▶ **Exercise description**
Produce word for word the lines of the data below running from the one that has "Sample: [(391, 45)]" to the one that has "Sample: [(502, 208)]", inclusive, and no others.

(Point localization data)
>>>
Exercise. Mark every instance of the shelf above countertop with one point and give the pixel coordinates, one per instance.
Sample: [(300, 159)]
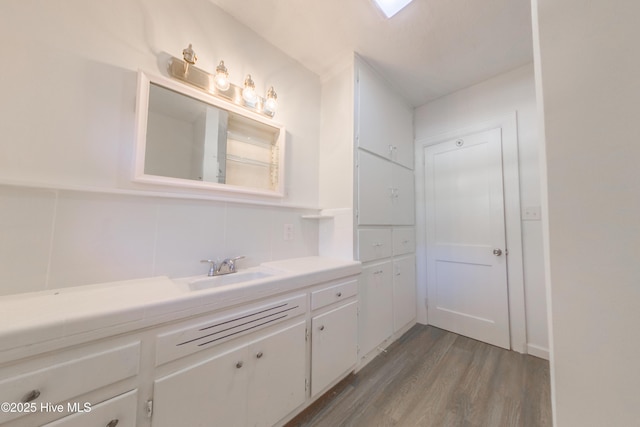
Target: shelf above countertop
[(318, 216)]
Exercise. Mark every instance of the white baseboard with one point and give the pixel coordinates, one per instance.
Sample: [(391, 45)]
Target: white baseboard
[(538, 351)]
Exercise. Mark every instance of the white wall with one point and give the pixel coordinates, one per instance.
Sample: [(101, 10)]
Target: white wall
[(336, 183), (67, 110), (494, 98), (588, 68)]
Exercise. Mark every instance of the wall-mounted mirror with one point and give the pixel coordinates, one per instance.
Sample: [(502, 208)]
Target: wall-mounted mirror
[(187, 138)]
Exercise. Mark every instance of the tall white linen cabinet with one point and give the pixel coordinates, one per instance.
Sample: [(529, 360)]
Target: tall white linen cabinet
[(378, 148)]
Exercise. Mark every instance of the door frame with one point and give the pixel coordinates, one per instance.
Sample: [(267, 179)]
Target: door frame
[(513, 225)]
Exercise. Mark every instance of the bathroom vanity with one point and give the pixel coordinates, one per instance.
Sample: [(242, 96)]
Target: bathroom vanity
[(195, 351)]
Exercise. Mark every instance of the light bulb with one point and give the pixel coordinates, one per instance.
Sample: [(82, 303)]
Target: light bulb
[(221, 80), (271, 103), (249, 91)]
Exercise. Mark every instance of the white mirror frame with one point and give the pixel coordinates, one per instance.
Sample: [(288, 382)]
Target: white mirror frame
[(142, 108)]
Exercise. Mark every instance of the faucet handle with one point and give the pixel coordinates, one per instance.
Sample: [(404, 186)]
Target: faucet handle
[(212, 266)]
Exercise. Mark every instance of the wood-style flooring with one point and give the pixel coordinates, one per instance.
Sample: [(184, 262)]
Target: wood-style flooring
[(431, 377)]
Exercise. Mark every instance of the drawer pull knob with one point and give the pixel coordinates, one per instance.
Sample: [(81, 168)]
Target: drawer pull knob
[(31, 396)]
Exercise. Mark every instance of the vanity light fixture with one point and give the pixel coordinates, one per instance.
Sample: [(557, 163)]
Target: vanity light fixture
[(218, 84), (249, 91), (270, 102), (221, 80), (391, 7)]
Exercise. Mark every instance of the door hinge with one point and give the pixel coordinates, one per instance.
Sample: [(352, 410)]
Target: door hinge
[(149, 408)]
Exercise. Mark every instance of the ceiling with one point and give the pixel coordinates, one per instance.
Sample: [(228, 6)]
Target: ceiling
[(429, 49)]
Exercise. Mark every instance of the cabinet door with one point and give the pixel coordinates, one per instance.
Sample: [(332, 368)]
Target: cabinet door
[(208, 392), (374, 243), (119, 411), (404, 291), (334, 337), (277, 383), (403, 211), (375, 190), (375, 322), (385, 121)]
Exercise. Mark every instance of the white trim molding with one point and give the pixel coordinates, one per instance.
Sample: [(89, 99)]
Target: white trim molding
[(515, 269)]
<<<
>>>
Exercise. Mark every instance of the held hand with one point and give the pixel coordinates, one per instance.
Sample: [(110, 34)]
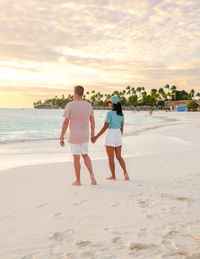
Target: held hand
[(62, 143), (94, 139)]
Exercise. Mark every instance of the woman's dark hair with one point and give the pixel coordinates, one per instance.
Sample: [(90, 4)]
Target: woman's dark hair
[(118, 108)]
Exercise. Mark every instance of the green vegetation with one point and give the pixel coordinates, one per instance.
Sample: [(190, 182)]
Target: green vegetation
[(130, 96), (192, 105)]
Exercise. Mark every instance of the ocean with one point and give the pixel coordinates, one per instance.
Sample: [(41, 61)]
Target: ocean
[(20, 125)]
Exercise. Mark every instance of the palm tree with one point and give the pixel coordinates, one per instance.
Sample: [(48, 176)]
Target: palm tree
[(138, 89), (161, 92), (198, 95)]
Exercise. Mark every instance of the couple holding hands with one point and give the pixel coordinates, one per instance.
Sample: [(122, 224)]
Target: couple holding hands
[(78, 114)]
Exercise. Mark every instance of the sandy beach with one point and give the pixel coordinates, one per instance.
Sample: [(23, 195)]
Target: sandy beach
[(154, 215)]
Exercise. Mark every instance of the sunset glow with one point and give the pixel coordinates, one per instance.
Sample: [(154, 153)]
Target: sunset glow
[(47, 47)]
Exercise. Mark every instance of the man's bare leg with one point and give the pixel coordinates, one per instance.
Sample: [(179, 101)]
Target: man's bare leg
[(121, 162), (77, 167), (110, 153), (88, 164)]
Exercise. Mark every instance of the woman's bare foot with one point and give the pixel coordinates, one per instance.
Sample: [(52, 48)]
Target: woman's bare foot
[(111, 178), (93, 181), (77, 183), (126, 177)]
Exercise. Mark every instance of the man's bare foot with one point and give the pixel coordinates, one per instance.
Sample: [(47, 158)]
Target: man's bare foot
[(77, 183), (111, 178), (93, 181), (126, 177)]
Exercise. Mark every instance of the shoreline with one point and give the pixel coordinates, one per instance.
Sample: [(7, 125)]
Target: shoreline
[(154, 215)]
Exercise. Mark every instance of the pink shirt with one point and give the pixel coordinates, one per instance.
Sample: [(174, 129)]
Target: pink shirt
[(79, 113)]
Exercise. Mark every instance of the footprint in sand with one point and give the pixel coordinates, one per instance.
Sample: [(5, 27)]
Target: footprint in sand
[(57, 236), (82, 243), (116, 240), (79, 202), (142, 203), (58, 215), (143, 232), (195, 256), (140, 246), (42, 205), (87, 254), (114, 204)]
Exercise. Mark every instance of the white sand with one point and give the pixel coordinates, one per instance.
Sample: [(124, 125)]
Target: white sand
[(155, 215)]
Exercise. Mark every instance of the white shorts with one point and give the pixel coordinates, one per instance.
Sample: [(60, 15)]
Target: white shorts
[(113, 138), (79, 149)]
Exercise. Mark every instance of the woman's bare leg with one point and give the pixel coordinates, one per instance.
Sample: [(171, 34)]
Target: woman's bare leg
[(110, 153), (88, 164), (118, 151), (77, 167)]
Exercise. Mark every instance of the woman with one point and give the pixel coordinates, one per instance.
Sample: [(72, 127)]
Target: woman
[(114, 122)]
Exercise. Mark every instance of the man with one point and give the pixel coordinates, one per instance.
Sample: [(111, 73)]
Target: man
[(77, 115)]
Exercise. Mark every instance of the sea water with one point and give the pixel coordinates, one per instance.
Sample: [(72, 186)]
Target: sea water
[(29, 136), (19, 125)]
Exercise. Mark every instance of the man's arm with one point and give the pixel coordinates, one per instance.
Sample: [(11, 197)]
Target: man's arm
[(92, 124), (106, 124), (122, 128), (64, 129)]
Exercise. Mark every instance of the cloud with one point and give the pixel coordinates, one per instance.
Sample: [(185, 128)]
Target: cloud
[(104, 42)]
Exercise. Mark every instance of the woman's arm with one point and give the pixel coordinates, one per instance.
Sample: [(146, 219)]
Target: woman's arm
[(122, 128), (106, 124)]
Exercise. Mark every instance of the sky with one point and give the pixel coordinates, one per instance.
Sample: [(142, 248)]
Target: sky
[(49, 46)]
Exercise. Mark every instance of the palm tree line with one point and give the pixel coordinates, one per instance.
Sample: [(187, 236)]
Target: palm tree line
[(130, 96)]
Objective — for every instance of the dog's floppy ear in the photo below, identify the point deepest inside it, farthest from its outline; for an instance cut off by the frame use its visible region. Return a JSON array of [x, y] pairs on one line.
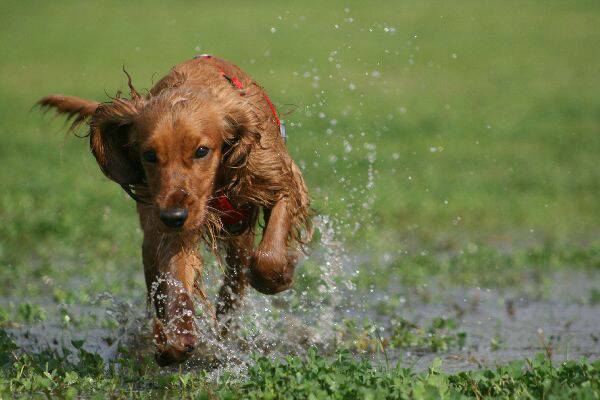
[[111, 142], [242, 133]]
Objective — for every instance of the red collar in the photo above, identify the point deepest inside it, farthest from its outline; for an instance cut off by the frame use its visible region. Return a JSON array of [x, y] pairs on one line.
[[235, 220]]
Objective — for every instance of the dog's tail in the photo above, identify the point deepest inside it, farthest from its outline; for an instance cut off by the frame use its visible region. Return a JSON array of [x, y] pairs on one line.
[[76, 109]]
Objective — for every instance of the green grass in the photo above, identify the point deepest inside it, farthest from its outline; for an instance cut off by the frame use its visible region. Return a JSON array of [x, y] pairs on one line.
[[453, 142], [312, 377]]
<<<
▶ **Task response**
Sample: [(391, 45)]
Target: white baseboard
[(538, 351)]
Exercise. Mark every instance of the white wall with one point and give the pixel coordinates, one per instance.
Sample: [(101, 10)]
Target: white wall
[(336, 183), (67, 110), (494, 98), (588, 68)]
Exercise. Mark every instance of the wall-mounted mirror with one point and give the pixel coordinates, one per instance.
Sample: [(502, 208)]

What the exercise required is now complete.